* _What you need to do_
Rewrite all of the records below, substituting "all instances" for every occurrence of "every instance" and keeping everything else the same.

* BEGIN Provided material *

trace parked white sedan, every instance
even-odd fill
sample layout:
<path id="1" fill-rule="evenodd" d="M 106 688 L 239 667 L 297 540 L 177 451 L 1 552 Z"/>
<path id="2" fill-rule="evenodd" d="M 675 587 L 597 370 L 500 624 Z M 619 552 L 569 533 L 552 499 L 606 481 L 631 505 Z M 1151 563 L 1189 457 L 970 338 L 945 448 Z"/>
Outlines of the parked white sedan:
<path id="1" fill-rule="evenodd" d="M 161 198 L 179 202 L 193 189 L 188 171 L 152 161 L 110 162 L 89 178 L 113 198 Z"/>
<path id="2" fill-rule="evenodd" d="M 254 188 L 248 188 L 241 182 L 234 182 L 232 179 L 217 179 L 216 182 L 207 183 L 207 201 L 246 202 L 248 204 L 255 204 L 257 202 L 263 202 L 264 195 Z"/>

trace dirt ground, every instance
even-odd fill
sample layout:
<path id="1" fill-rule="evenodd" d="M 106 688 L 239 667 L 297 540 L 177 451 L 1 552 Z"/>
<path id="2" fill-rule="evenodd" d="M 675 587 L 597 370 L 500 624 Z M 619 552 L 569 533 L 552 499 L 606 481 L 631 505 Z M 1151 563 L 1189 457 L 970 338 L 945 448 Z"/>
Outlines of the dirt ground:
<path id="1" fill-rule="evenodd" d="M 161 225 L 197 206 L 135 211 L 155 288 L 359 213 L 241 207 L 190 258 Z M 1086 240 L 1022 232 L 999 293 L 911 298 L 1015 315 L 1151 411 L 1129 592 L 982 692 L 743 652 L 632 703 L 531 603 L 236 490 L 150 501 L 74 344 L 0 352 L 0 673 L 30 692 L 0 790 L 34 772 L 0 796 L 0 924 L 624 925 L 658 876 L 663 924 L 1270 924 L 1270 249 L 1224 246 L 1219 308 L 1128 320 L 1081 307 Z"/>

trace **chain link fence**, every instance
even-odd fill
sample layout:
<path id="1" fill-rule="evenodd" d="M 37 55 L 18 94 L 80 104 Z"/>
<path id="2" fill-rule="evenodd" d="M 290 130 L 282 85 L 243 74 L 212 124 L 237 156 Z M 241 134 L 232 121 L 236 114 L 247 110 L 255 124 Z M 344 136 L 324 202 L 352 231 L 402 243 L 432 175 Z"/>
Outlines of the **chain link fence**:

* END Provided material *

* _Written solution_
trace parked white sedan, all instances
even-odd fill
sample layout:
<path id="1" fill-rule="evenodd" d="M 106 688 L 239 667 L 297 540 L 177 451 L 1 552 Z"/>
<path id="2" fill-rule="evenodd" d="M 675 587 L 597 370 L 500 624 Z M 619 552 L 569 533 L 552 499 L 606 481 L 631 505 Z M 1151 563 L 1189 457 L 970 338 L 945 448 Z"/>
Outlines of the parked white sedan:
<path id="1" fill-rule="evenodd" d="M 161 198 L 179 202 L 193 189 L 188 171 L 152 161 L 110 162 L 89 178 L 113 198 Z"/>
<path id="2" fill-rule="evenodd" d="M 254 188 L 248 188 L 241 182 L 234 182 L 232 179 L 217 179 L 216 182 L 207 183 L 207 201 L 246 202 L 248 204 L 255 204 L 257 202 L 263 202 L 264 195 Z"/>

trace dirt ground, all instances
even-odd fill
sample layout:
<path id="1" fill-rule="evenodd" d="M 106 688 L 239 667 L 297 540 L 177 451 L 1 552 Z"/>
<path id="2" fill-rule="evenodd" d="M 675 587 L 597 370 L 500 624 Z M 619 552 L 569 533 L 552 499 L 606 481 L 631 505 Z M 1151 563 L 1189 457 L 970 338 L 945 448 Z"/>
Outlines of the dirt ground:
<path id="1" fill-rule="evenodd" d="M 161 225 L 197 206 L 135 211 L 155 288 L 359 213 L 241 207 L 190 258 Z M 1086 240 L 1022 232 L 999 293 L 911 298 L 1015 315 L 1151 411 L 1129 592 L 982 692 L 743 652 L 632 703 L 531 603 L 236 490 L 150 501 L 74 344 L 0 352 L 0 673 L 30 692 L 0 790 L 34 772 L 0 796 L 0 924 L 624 925 L 658 876 L 663 924 L 1270 924 L 1270 249 L 1224 246 L 1219 308 L 1128 320 L 1081 307 Z"/>

trace **chain link fence**, all instances
even-odd fill
sample layout:
<path id="1" fill-rule="evenodd" d="M 37 55 L 18 94 L 80 104 Z"/>
<path id="2" fill-rule="evenodd" d="M 290 130 L 282 85 L 243 74 L 212 124 L 237 156 Z M 241 134 L 232 121 L 236 114 L 247 110 L 255 124 Z M 344 136 L 324 202 L 352 231 L 402 243 L 432 175 Z"/>
Outlines of the **chain link fence**:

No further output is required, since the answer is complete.